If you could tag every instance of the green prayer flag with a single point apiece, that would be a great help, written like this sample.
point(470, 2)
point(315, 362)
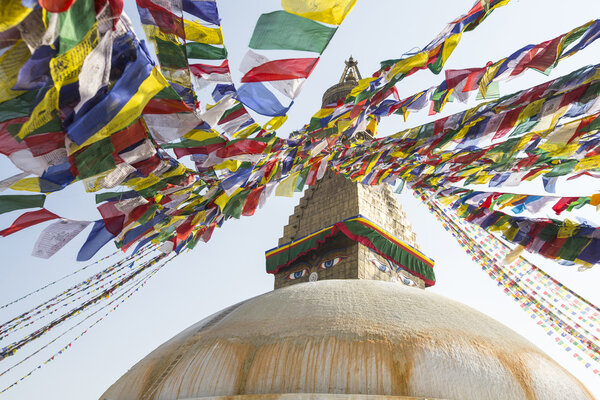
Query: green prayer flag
point(75, 23)
point(18, 202)
point(20, 106)
point(235, 205)
point(205, 51)
point(281, 30)
point(493, 92)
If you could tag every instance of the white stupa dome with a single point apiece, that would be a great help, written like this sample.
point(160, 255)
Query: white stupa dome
point(339, 339)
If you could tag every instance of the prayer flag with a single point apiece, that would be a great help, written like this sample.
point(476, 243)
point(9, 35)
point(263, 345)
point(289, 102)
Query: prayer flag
point(281, 30)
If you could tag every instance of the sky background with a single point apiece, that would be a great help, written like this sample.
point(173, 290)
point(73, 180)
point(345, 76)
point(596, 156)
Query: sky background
point(231, 268)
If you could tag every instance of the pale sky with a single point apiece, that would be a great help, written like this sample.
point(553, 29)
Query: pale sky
point(230, 268)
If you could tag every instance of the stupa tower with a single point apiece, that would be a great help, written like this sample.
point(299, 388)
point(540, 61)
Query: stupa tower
point(334, 199)
point(347, 321)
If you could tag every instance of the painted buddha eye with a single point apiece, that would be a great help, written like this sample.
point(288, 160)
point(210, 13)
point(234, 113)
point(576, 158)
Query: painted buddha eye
point(381, 266)
point(297, 274)
point(330, 263)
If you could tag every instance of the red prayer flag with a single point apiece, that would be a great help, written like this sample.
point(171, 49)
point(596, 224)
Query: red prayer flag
point(29, 219)
point(278, 70)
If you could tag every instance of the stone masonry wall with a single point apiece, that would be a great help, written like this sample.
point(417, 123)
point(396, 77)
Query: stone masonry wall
point(333, 199)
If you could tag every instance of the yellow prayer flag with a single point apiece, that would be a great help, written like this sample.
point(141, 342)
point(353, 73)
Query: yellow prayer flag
point(247, 131)
point(404, 66)
point(200, 135)
point(10, 64)
point(223, 199)
point(143, 183)
point(153, 84)
point(449, 46)
point(202, 34)
point(64, 69)
point(286, 186)
point(588, 163)
point(362, 85)
point(231, 164)
point(567, 229)
point(275, 123)
point(329, 11)
point(323, 112)
point(487, 77)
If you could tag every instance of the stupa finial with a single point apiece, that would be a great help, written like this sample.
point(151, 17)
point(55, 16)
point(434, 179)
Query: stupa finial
point(351, 72)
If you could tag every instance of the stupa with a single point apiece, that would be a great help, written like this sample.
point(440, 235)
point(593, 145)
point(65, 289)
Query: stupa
point(348, 319)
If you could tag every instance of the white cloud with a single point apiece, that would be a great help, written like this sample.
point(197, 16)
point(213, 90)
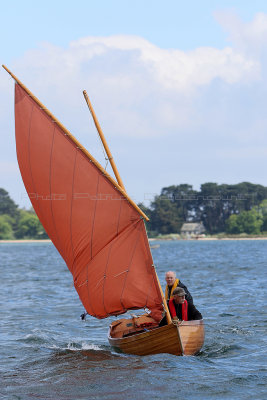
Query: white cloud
point(160, 104)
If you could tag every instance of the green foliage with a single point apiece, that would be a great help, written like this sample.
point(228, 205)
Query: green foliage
point(246, 222)
point(235, 209)
point(29, 226)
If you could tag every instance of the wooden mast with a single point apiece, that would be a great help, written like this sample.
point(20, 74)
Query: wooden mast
point(116, 172)
point(168, 315)
point(103, 140)
point(78, 144)
point(95, 162)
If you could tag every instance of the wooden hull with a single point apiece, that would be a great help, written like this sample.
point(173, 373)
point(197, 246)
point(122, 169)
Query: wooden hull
point(186, 339)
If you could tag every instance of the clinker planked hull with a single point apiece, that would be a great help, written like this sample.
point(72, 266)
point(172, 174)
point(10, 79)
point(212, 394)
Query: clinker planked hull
point(187, 339)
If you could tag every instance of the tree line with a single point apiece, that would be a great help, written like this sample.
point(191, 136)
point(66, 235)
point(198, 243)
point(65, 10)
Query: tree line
point(232, 209)
point(18, 223)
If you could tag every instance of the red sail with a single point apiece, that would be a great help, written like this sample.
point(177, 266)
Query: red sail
point(98, 233)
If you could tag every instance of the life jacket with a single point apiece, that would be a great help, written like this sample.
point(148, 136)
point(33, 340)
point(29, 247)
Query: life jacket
point(184, 310)
point(174, 286)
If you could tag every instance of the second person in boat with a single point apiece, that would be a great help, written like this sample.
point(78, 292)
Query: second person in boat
point(173, 283)
point(180, 309)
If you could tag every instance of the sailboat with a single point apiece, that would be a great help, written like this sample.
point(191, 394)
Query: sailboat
point(98, 230)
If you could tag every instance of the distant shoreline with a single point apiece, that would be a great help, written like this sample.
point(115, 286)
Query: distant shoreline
point(150, 239)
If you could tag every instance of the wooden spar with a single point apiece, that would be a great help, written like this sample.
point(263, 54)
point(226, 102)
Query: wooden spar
point(168, 315)
point(103, 140)
point(116, 172)
point(75, 141)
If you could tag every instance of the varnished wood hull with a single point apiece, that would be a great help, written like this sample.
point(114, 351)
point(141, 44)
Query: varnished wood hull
point(186, 339)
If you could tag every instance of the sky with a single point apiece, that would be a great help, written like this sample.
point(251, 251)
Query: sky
point(179, 88)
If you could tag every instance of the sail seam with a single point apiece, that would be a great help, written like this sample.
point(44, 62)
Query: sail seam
point(50, 186)
point(130, 263)
point(29, 157)
point(91, 247)
point(71, 207)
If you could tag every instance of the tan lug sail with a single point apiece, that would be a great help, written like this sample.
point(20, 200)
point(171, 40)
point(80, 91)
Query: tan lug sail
point(98, 230)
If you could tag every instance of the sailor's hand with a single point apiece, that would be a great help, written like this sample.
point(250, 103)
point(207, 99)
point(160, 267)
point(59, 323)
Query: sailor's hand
point(176, 321)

-----

◆ Work required:
With the pictures removed, copy the data above word for word.

◆ Task solution:
If you could tag every instance of the green prayer flag with a single point apiece, that would be a great help, written like this sample.
point(470, 2)
point(315, 362)
Query: green prayer flag
point(75, 23)
point(18, 202)
point(20, 106)
point(235, 205)
point(205, 51)
point(281, 30)
point(493, 92)
If you could tag every instance of the white stupa dome with a single point apiece, that would be a great help, written like this sample.
point(160, 255)
Query: white stupa dome
point(339, 339)
If you could tag every instance of the prayer flag with a single point apiece, that would be a great help, written like this sample.
point(476, 243)
point(9, 35)
point(263, 345)
point(289, 102)
Query: prayer flag
point(281, 30)
If you could tag every instance of the sky background with a single point apiece, that would be a great help, written like this sample.
point(173, 290)
point(73, 180)
point(345, 76)
point(596, 156)
Query: sky background
point(231, 268)
If you could tag every instance of the pale sky with a single point apiece, that would be a great help, written like this sample.
point(553, 29)
Query: pale sky
point(230, 268)
If you could tag every instance of the stupa tower with a single point apiece, that would be a great help, written like this sample.
point(299, 388)
point(540, 61)
Query: stupa tower
point(334, 199)
point(347, 321)
If you could tag every instance of the painted buddha eye with a single point apiece, that would be a great help, written like this sample.
point(288, 160)
point(210, 13)
point(234, 113)
point(576, 158)
Query: painted buddha eye
point(381, 266)
point(297, 274)
point(330, 263)
If you could tag every instance of the red prayer flag with a single point apiece, that would be a great help, written like this sample.
point(171, 49)
point(596, 224)
Query: red prayer flag
point(29, 219)
point(278, 70)
If you could tag every instance of the stone masonry wall with a single point apiece, that would be a great help, written like this sample.
point(417, 123)
point(396, 77)
Query: stone masonry wall
point(333, 199)
If you could tag every instance of the yellow prayer flag with a single point apiece, that would be a great help, written like this sample.
point(141, 342)
point(353, 73)
Query: yellow prayer flag
point(247, 131)
point(404, 66)
point(200, 135)
point(10, 64)
point(223, 199)
point(143, 183)
point(153, 84)
point(449, 46)
point(202, 34)
point(64, 69)
point(286, 186)
point(588, 163)
point(362, 85)
point(231, 164)
point(567, 229)
point(275, 123)
point(329, 11)
point(323, 112)
point(487, 77)
If you could tag every instance of the stupa finial with a single point apiece, that would be a great help, written like this sample.
point(151, 17)
point(55, 16)
point(434, 179)
Query: stupa finial
point(351, 72)
If you could tag every instance of the stupa with a single point apiece, that would be a great help, written like this sample.
point(440, 235)
point(593, 145)
point(65, 289)
Query: stupa
point(348, 319)
If you could tag every instance of the white cloud with a single point apiece, that would be a great help, written like this sample.
point(197, 16)
point(213, 90)
Query: white cloud
point(160, 104)
If you could tag every instance of the green foliage with a single point apiece, that would be a great help, written like this sample.
point(228, 205)
Query: green foliage
point(246, 222)
point(235, 209)
point(29, 226)
If you could tag every instance of the wooden mast with a single point apiece, that would be a great help, written like this sample.
point(20, 74)
Query: wooden mast
point(116, 172)
point(168, 315)
point(103, 140)
point(78, 144)
point(95, 162)
If you could tag every instance of the wooden hull with a single point apiece, that would be a great help, written like this sample.
point(173, 373)
point(197, 246)
point(122, 169)
Query: wooden hull
point(186, 339)
If you could tag every instance of the clinker planked hull with a single point apiece, that would be a great help, written like this sample.
point(72, 266)
point(172, 174)
point(10, 79)
point(212, 394)
Query: clinker planked hull
point(187, 339)
If you could tag every instance of the tree line with a single point apiece, that would be a great help, written like this sample.
point(191, 136)
point(66, 235)
point(198, 243)
point(65, 10)
Query: tree line
point(232, 209)
point(18, 223)
If you could tag every instance of the red sail with a single point apiece, that would be a great help, written like this sample.
point(177, 266)
Query: red sail
point(98, 233)
If you could tag every instance of the life jacket with a single point apiece, that would be a great help, written like this sample.
point(148, 136)
point(33, 340)
point(29, 247)
Query: life jacket
point(184, 310)
point(174, 286)
If you could tag every instance of the second person in boat with a single point apiece, that would be a great help, written like this sample.
point(78, 292)
Query: second person in boat
point(173, 283)
point(180, 309)
If you could tag every instance of the sailboat with a single point apiece, that would be a great help, written like this sample.
point(191, 394)
Query: sailboat
point(98, 230)
If you could tag every instance of the distant shoreline with a single point apiece, that would be a great help, written like this sample.
point(115, 286)
Query: distant shoreline
point(150, 239)
If you could tag every instance of the wooden spar with a single point apiece, that would be a great help, written like this sample.
point(263, 54)
point(226, 102)
Query: wooden spar
point(168, 315)
point(103, 140)
point(116, 172)
point(75, 141)
If you could tag every instance of the varnished wood hull with a single point apiece, that would be a great help, written like this sample.
point(114, 351)
point(141, 44)
Query: varnished wood hull
point(186, 339)
If you could tag every instance of the sky with a single point apiece, that would be a great help, written like this sample.
point(251, 251)
Query: sky
point(179, 88)
If you could tag every instance of the sail seam with a single point apiece, that would be a great help, written like this sample.
point(44, 62)
Query: sail seam
point(50, 186)
point(130, 263)
point(29, 157)
point(91, 247)
point(71, 207)
If you could tag every instance of the tan lug sail with a single point apiece, that would be a great help, written like this sample.
point(20, 200)
point(171, 40)
point(80, 91)
Query: tan lug sail
point(98, 230)
If you could tag every instance of the sailor's hand with a single point apiece, that would be a great help, written like this sample.
point(250, 103)
point(207, 99)
point(160, 267)
point(59, 323)
Query: sailor's hand
point(176, 321)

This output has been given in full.